**Tugas Latihan**
A - Apa terjemahan bahasa Inggris untuk kalimat "Dwi Tantri (53) pertama datang ke Taiwan pada tahun 2008-2010." dari artikel tentang pekerja migran di Taiwan?
B - Tuliskan ulang tanpa perubahan bagian artikel tentang pekerja migran di Taiwan yang dimulai dengan "Tantri juga menuturkan" dan berlanjut hingga "sekitar 80 tahun.".

**Teks Dokumen**

Oleh Mira Luxita, staf reporter CNA
Semasa berjuang sebagai pekerja migran Indonesia (PMI) di Taiwan, ia kerap dikenal dengan sebutan “bundanya PMI”. Puluhan kasus telah ia tangani, terutama yang berkaitan dengan anak buah kapal (ABK). Ia pernah bekerja 12 tahun di majikan yang sama sebagai penjaga lansia, hingga dianugerahi beberapa penghargaan dari pemerintah Taiwan dan Indonesia.
Kini, Tantri mengemban tugas sebagai ketua Tim Penggerak Pemberdayaan dan Kesejahteraan Keluarga (TP PKK) serta pimpinan Lembaga Pelatihan Kerja (LPK) di Desa Morang, Kecamatan Kare, Kabupaten Madiun di Jawa Timur.
Dwi Tantri (53) pertama datang ke Taiwan pada tahun 2008-2010. Ia kembali ke tanah air dan bekerja di sebuah Perusahaan Penempatan Pekerja Migran Indonesia (sebelumnya PJTKI). Selama setahun, Tanti, panggilan akrabnya, belajar tentang aturan tenaga kerja dan proses pengiriman PMI ke luar negeri, ujarnya membuka wawancara bersama CNA.
Bekerja di majikan yang sama selama 12 tahun
Pada kedatangannya yang kedua, ia bekerja di majikan yang sama selama 12 tahun. Tantri sempat mengelak jika ada yang bilang ini adalah sebuah keberuntungan. Baginya, ini adalah kerja keras, ujar Tantri.
“Saya bisa bekerja 12 tahun di majikan yang sama, menjaga lansia yang sama itu karena kerja keras. Sebagai PMI kita harus tahu apa kewajiban kita, jangan sampai disuruh majikan baru dikerjakan. Kita harus punya inisiatif untuk mengerjakan pekerjaan kita,” ujar Tantri yang pernah bekerja di Keelung ini.
Tantri juga menuturkan bahwa semasa bekerja, ia pun tak pernah menuntut macam-macam. Malah, ujarnya, ia berinisiatif membuat makanan sehat untuk akong yang dijaganya, kala itu berusia sekitar 80 tahun.
Ia menjaga lansia yang dijaganya dengan hati-hati dan menyiapkan segala hal tanpa berpikir apakah ini pekerjaannya atau bukan. Menurut Tantri, itulah yang membuat majikannya tetap mempekerjakannya selama 12 tahun.

[Item pelabelan kontur]
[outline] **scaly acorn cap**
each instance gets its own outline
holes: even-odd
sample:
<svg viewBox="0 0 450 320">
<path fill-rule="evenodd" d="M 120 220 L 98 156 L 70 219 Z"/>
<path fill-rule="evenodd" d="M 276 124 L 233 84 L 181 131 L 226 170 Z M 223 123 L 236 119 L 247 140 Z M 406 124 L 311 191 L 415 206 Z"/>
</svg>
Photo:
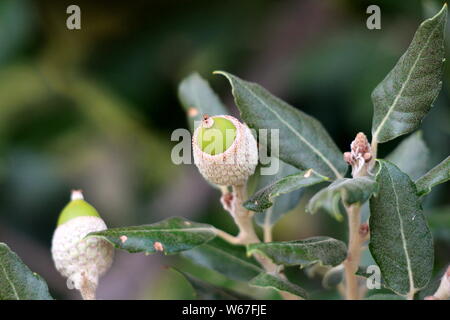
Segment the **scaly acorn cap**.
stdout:
<svg viewBox="0 0 450 320">
<path fill-rule="evenodd" d="M 203 116 L 192 148 L 200 173 L 220 186 L 244 184 L 258 163 L 255 138 L 247 125 L 232 116 Z"/>
<path fill-rule="evenodd" d="M 72 191 L 62 210 L 52 239 L 56 269 L 67 278 L 69 289 L 81 291 L 84 299 L 94 299 L 98 279 L 111 266 L 114 248 L 104 239 L 89 237 L 91 232 L 107 229 L 97 210 L 84 201 L 81 191 Z"/>
</svg>

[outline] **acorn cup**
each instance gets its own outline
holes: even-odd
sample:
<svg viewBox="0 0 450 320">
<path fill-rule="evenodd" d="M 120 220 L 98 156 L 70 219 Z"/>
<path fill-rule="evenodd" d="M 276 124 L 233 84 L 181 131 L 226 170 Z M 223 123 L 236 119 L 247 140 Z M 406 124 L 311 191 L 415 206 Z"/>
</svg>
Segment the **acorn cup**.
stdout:
<svg viewBox="0 0 450 320">
<path fill-rule="evenodd" d="M 192 137 L 194 163 L 219 186 L 246 183 L 258 163 L 258 147 L 247 125 L 227 115 L 203 116 Z"/>
<path fill-rule="evenodd" d="M 89 237 L 91 232 L 107 229 L 97 210 L 84 201 L 79 190 L 61 211 L 52 239 L 56 269 L 67 278 L 67 287 L 81 292 L 83 299 L 95 299 L 98 279 L 110 268 L 114 248 L 104 239 Z"/>
</svg>

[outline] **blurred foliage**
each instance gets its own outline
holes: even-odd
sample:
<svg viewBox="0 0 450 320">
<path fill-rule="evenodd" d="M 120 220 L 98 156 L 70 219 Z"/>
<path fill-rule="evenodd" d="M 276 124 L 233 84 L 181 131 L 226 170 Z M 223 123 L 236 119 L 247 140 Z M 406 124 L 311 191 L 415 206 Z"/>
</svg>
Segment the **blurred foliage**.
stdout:
<svg viewBox="0 0 450 320">
<path fill-rule="evenodd" d="M 109 226 L 186 213 L 236 232 L 220 207 L 219 192 L 192 166 L 170 160 L 172 131 L 187 127 L 177 100 L 179 81 L 198 71 L 232 113 L 228 84 L 211 72 L 227 70 L 258 82 L 320 119 L 347 151 L 358 131 L 370 132 L 371 91 L 404 52 L 422 18 L 442 2 L 1 1 L 0 241 L 46 278 L 55 297 L 67 298 L 64 280 L 48 267 L 50 255 L 32 259 L 34 247 L 23 244 L 32 241 L 48 252 L 72 188 L 84 190 Z M 65 27 L 69 4 L 81 7 L 82 30 Z M 365 26 L 370 4 L 381 7 L 381 30 Z M 450 153 L 449 77 L 446 68 L 443 90 L 423 123 L 429 167 Z M 381 156 L 400 141 L 383 145 Z M 441 185 L 426 199 L 436 234 L 436 272 L 450 261 L 449 191 L 448 184 Z M 275 240 L 346 239 L 344 223 L 305 214 L 310 194 L 275 226 Z M 183 258 L 147 260 L 175 264 L 243 294 L 261 292 Z M 125 269 L 114 273 L 119 267 Z M 134 272 L 131 263 L 114 268 L 117 278 L 108 281 Z M 314 273 L 288 268 L 287 274 L 313 298 L 338 297 L 336 290 L 324 291 Z M 146 279 L 137 292 L 135 287 L 122 290 L 128 298 L 193 298 L 187 281 L 171 270 L 153 268 Z"/>
</svg>

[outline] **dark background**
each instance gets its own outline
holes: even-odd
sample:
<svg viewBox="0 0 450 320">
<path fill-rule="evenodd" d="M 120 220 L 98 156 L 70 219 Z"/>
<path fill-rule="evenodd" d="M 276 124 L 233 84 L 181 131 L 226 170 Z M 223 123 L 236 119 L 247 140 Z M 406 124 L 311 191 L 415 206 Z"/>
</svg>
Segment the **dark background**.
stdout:
<svg viewBox="0 0 450 320">
<path fill-rule="evenodd" d="M 198 71 L 234 114 L 228 83 L 212 71 L 258 82 L 320 119 L 347 151 L 358 131 L 370 134 L 371 91 L 442 3 L 1 0 L 0 241 L 47 280 L 55 297 L 78 299 L 50 255 L 71 189 L 83 189 L 110 227 L 184 216 L 236 232 L 219 193 L 196 168 L 171 162 L 170 135 L 187 127 L 179 81 Z M 81 7 L 81 30 L 66 28 L 70 4 Z M 366 28 L 370 4 L 381 7 L 381 30 Z M 422 126 L 430 167 L 450 153 L 449 76 L 446 67 Z M 380 156 L 399 141 L 383 144 Z M 436 273 L 450 261 L 449 191 L 441 185 L 425 202 L 429 219 L 438 221 L 430 222 Z M 310 216 L 303 205 L 275 227 L 275 240 L 346 240 L 345 223 Z M 187 282 L 165 265 L 248 291 L 177 257 L 116 253 L 100 299 L 192 298 Z M 320 278 L 301 272 L 294 281 L 315 298 L 338 297 Z"/>
</svg>

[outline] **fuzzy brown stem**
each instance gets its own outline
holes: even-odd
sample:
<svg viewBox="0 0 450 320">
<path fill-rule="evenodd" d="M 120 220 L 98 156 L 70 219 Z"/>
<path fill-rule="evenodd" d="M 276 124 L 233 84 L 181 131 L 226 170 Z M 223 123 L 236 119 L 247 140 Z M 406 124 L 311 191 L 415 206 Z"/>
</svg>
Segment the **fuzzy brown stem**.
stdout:
<svg viewBox="0 0 450 320">
<path fill-rule="evenodd" d="M 97 286 L 83 275 L 80 293 L 83 300 L 95 300 Z"/>
<path fill-rule="evenodd" d="M 243 207 L 243 203 L 245 199 L 247 198 L 247 186 L 239 185 L 239 186 L 233 186 L 233 205 L 229 206 L 228 203 L 224 202 L 224 208 L 228 211 L 230 211 L 230 214 L 234 218 L 234 221 L 236 225 L 239 228 L 239 234 L 237 237 L 234 237 L 222 230 L 216 229 L 216 234 L 221 237 L 222 239 L 232 243 L 232 244 L 249 244 L 249 243 L 258 243 L 261 242 L 259 237 L 257 236 L 255 232 L 255 228 L 253 225 L 253 212 L 245 209 Z M 222 190 L 222 193 L 224 194 L 224 190 Z M 284 274 L 281 274 L 280 271 L 282 270 L 282 267 L 273 263 L 270 259 L 266 258 L 265 256 L 255 253 L 253 254 L 253 257 L 256 259 L 256 261 L 259 262 L 259 264 L 264 268 L 264 270 L 268 273 L 272 274 L 278 274 L 281 278 L 286 279 Z M 300 298 L 290 294 L 288 292 L 280 292 L 280 295 L 285 300 L 299 300 Z"/>
<path fill-rule="evenodd" d="M 360 207 L 352 205 L 347 208 L 349 225 L 349 243 L 347 259 L 344 262 L 345 267 L 345 297 L 347 300 L 359 299 L 359 286 L 356 271 L 358 270 L 359 260 L 361 259 L 362 239 L 359 234 L 361 224 Z"/>
</svg>

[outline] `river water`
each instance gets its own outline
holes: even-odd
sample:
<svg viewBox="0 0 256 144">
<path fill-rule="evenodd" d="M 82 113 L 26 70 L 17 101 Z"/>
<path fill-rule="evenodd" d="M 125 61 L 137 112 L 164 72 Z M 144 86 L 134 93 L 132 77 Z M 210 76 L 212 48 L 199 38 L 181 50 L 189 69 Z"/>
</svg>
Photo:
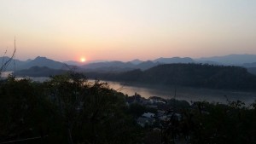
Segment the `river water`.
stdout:
<svg viewBox="0 0 256 144">
<path fill-rule="evenodd" d="M 185 100 L 190 101 L 209 101 L 227 103 L 229 101 L 240 100 L 246 104 L 251 104 L 256 100 L 256 92 L 209 89 L 186 87 L 167 87 L 167 86 L 143 86 L 130 85 L 119 82 L 108 82 L 111 88 L 120 91 L 128 95 L 133 95 L 135 93 L 143 97 L 159 96 L 166 99 L 176 98 L 177 100 Z"/>
<path fill-rule="evenodd" d="M 49 78 L 30 78 L 34 81 L 44 82 Z M 93 80 L 90 80 L 93 82 Z M 131 84 L 119 82 L 106 81 L 111 89 L 122 92 L 128 95 L 133 95 L 135 93 L 143 97 L 159 96 L 166 99 L 175 98 L 177 100 L 185 100 L 190 101 L 209 101 L 227 103 L 229 101 L 240 100 L 246 104 L 251 104 L 256 100 L 256 92 L 238 91 L 238 90 L 223 90 L 209 89 L 186 87 L 171 87 L 171 86 L 154 86 Z"/>
</svg>

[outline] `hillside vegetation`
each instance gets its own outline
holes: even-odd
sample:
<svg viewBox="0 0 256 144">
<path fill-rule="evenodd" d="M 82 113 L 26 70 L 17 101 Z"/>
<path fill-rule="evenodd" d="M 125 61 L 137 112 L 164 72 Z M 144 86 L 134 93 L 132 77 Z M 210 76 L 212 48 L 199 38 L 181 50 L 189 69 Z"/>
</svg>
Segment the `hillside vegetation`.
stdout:
<svg viewBox="0 0 256 144">
<path fill-rule="evenodd" d="M 253 89 L 256 77 L 246 68 L 202 64 L 166 64 L 146 71 L 120 73 L 87 72 L 90 78 L 150 84 L 179 85 L 210 89 Z"/>
</svg>

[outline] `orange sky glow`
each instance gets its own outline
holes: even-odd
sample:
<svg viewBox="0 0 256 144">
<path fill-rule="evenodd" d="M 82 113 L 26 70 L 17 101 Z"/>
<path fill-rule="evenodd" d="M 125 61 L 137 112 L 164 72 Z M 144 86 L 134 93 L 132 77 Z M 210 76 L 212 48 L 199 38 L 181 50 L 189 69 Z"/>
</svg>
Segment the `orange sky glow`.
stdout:
<svg viewBox="0 0 256 144">
<path fill-rule="evenodd" d="M 20 60 L 256 55 L 256 1 L 2 0 L 0 52 Z"/>
</svg>

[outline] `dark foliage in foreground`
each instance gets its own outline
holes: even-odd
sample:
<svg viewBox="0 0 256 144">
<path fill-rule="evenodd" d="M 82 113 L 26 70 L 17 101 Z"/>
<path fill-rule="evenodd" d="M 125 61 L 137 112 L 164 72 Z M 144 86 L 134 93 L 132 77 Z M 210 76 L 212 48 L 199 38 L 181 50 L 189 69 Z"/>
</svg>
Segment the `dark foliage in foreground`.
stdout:
<svg viewBox="0 0 256 144">
<path fill-rule="evenodd" d="M 143 129 L 135 118 L 156 110 L 125 100 L 79 73 L 43 84 L 10 77 L 0 84 L 0 143 L 256 143 L 256 103 L 166 100 L 167 120 Z"/>
<path fill-rule="evenodd" d="M 256 76 L 246 68 L 202 64 L 166 64 L 146 71 L 121 73 L 86 73 L 90 78 L 150 84 L 195 88 L 255 89 Z"/>
</svg>

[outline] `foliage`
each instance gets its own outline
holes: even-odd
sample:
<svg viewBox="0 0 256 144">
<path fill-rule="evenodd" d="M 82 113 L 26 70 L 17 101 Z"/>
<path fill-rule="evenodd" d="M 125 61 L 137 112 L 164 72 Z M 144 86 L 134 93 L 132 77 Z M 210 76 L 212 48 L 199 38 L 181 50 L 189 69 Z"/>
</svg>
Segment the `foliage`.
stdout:
<svg viewBox="0 0 256 144">
<path fill-rule="evenodd" d="M 195 88 L 250 89 L 256 87 L 256 77 L 246 68 L 208 64 L 165 64 L 146 71 L 121 73 L 88 73 L 108 80 Z"/>
</svg>

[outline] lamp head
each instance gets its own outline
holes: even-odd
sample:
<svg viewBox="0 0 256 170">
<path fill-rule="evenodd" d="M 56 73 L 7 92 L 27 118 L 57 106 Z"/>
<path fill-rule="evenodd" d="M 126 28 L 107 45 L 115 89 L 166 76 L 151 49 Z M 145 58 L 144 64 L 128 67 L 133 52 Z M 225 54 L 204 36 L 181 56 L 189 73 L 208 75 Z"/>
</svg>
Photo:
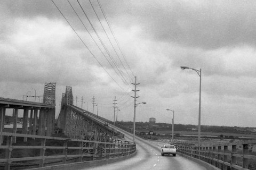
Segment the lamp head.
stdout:
<svg viewBox="0 0 256 170">
<path fill-rule="evenodd" d="M 186 69 L 190 69 L 190 68 L 189 67 L 186 66 L 181 66 L 180 69 L 181 69 L 182 70 L 185 70 Z"/>
</svg>

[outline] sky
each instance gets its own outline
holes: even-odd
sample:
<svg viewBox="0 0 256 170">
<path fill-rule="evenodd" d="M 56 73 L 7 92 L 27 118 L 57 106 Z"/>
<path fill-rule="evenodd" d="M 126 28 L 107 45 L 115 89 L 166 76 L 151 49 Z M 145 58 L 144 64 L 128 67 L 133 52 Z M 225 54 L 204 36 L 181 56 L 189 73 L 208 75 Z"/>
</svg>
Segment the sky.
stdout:
<svg viewBox="0 0 256 170">
<path fill-rule="evenodd" d="M 187 66 L 202 69 L 201 125 L 255 127 L 255 8 L 253 0 L 1 1 L 0 97 L 34 101 L 23 95 L 56 82 L 56 117 L 71 86 L 75 105 L 92 112 L 94 97 L 94 113 L 113 120 L 115 97 L 117 120 L 132 121 L 136 76 L 137 103 L 147 103 L 137 122 L 171 123 L 170 109 L 175 124 L 197 125 L 200 77 Z"/>
</svg>

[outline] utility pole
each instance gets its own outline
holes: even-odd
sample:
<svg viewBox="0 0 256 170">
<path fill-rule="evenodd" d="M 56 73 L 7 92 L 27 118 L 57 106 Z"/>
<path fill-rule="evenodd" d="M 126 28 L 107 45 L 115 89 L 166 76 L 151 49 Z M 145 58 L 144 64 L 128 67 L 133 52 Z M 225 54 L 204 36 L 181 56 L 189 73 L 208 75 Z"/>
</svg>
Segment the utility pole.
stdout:
<svg viewBox="0 0 256 170">
<path fill-rule="evenodd" d="M 136 96 L 136 92 L 138 91 L 140 91 L 140 90 L 136 90 L 136 86 L 140 83 L 137 83 L 136 81 L 137 81 L 137 77 L 136 76 L 134 76 L 135 78 L 135 82 L 134 83 L 132 83 L 132 84 L 134 85 L 134 90 L 132 90 L 132 91 L 133 91 L 134 92 L 134 96 L 131 96 L 132 97 L 134 98 L 134 114 L 133 114 L 133 139 L 132 141 L 133 142 L 133 143 L 135 143 L 135 124 L 136 124 L 136 99 L 139 96 Z"/>
<path fill-rule="evenodd" d="M 116 112 L 116 105 L 117 104 L 117 103 L 116 103 L 116 101 L 117 101 L 117 100 L 116 100 L 116 96 L 115 96 L 115 100 L 113 100 L 114 101 L 114 103 L 113 103 L 113 104 L 114 104 L 114 126 L 115 127 L 115 113 Z"/>
<path fill-rule="evenodd" d="M 83 108 L 83 103 L 84 103 L 84 96 L 82 96 L 81 108 Z"/>
<path fill-rule="evenodd" d="M 93 96 L 93 98 L 92 98 L 92 115 L 93 116 L 93 112 L 94 109 L 94 104 L 95 104 L 95 98 L 94 96 Z"/>
</svg>

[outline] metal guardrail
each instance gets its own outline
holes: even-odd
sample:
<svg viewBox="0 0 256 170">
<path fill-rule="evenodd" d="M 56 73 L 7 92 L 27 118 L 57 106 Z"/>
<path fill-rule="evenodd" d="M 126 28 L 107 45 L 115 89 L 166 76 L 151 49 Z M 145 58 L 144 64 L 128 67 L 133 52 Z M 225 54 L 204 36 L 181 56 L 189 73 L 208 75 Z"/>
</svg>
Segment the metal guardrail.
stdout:
<svg viewBox="0 0 256 170">
<path fill-rule="evenodd" d="M 55 107 L 55 105 L 47 104 L 42 103 L 25 101 L 25 100 L 14 99 L 10 99 L 10 98 L 4 98 L 4 97 L 0 97 L 0 101 L 19 102 L 19 103 L 26 103 L 26 104 L 37 104 L 37 105 L 47 106 L 52 106 L 53 107 Z"/>
<path fill-rule="evenodd" d="M 108 159 L 131 155 L 136 150 L 136 145 L 132 142 L 117 140 L 113 140 L 113 142 L 104 142 L 7 132 L 0 132 L 0 135 L 4 136 L 6 141 L 5 144 L 0 146 L 0 150 L 5 152 L 4 158 L 0 157 L 0 169 L 4 167 L 5 170 L 20 165 L 21 163 L 22 167 L 26 168 L 40 167 L 56 163 L 65 164 L 70 160 L 79 162 Z M 39 141 L 39 142 L 31 142 L 34 144 L 29 146 L 26 144 L 12 145 L 13 137 L 28 138 L 31 140 Z M 54 140 L 54 142 L 59 141 L 62 146 L 47 145 L 47 143 L 51 143 L 47 142 L 51 140 Z M 14 150 L 16 152 L 19 150 L 37 152 L 33 157 L 23 157 L 15 155 L 14 157 Z"/>
<path fill-rule="evenodd" d="M 177 152 L 204 161 L 223 170 L 255 169 L 256 153 L 252 151 L 256 140 L 200 147 L 175 144 Z"/>
</svg>

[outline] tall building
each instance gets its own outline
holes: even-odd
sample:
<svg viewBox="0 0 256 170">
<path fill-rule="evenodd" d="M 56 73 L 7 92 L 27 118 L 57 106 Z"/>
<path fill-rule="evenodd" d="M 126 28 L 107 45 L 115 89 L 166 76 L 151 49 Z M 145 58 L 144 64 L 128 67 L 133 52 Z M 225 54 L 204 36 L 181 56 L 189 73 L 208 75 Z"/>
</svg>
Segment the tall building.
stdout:
<svg viewBox="0 0 256 170">
<path fill-rule="evenodd" d="M 154 117 L 149 118 L 149 123 L 156 123 L 156 118 Z"/>
</svg>

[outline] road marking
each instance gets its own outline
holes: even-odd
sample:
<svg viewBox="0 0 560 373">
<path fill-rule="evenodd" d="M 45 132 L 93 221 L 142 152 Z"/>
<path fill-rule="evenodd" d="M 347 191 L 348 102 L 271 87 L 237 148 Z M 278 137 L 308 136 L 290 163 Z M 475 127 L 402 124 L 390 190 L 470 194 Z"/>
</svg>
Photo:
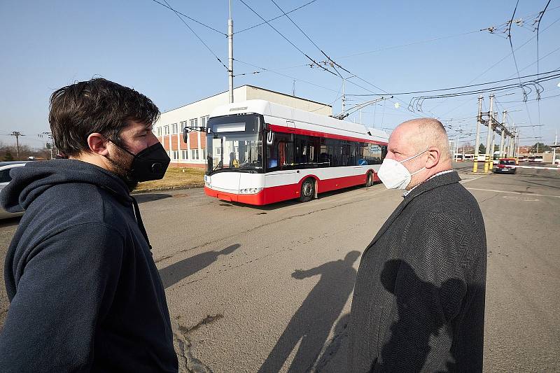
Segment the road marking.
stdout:
<svg viewBox="0 0 560 373">
<path fill-rule="evenodd" d="M 461 181 L 459 181 L 459 183 L 461 183 L 461 184 L 464 184 L 465 183 L 468 183 L 469 181 L 472 181 L 473 180 L 478 180 L 479 178 L 483 178 L 483 177 L 484 177 L 486 176 L 487 176 L 487 175 L 483 175 L 483 176 L 478 176 L 477 178 L 468 178 L 466 180 L 461 180 Z"/>
<path fill-rule="evenodd" d="M 515 166 L 516 169 L 556 169 L 560 170 L 560 167 L 542 167 L 539 166 Z"/>
<path fill-rule="evenodd" d="M 493 189 L 479 189 L 477 188 L 468 188 L 468 190 L 481 190 L 482 192 L 495 192 L 496 193 L 510 193 L 512 195 L 523 195 L 530 197 L 553 197 L 554 198 L 560 198 L 560 195 L 536 195 L 533 193 L 522 193 L 521 192 L 508 192 L 507 190 L 496 190 Z"/>
</svg>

**Jawaban Tugas**
A - Dwi Tantri (53) first came to Taiwan in 2008-2010.

B -
Tantri juga menuturkan bahwa semasa bekerja, ia pun tak pernah menuntut macam-macam. Malah, ujarnya, ia berinisiatif membuat makanan sehat untuk akong yang dijaganya, kala itu berusia sekitar 80 tahun.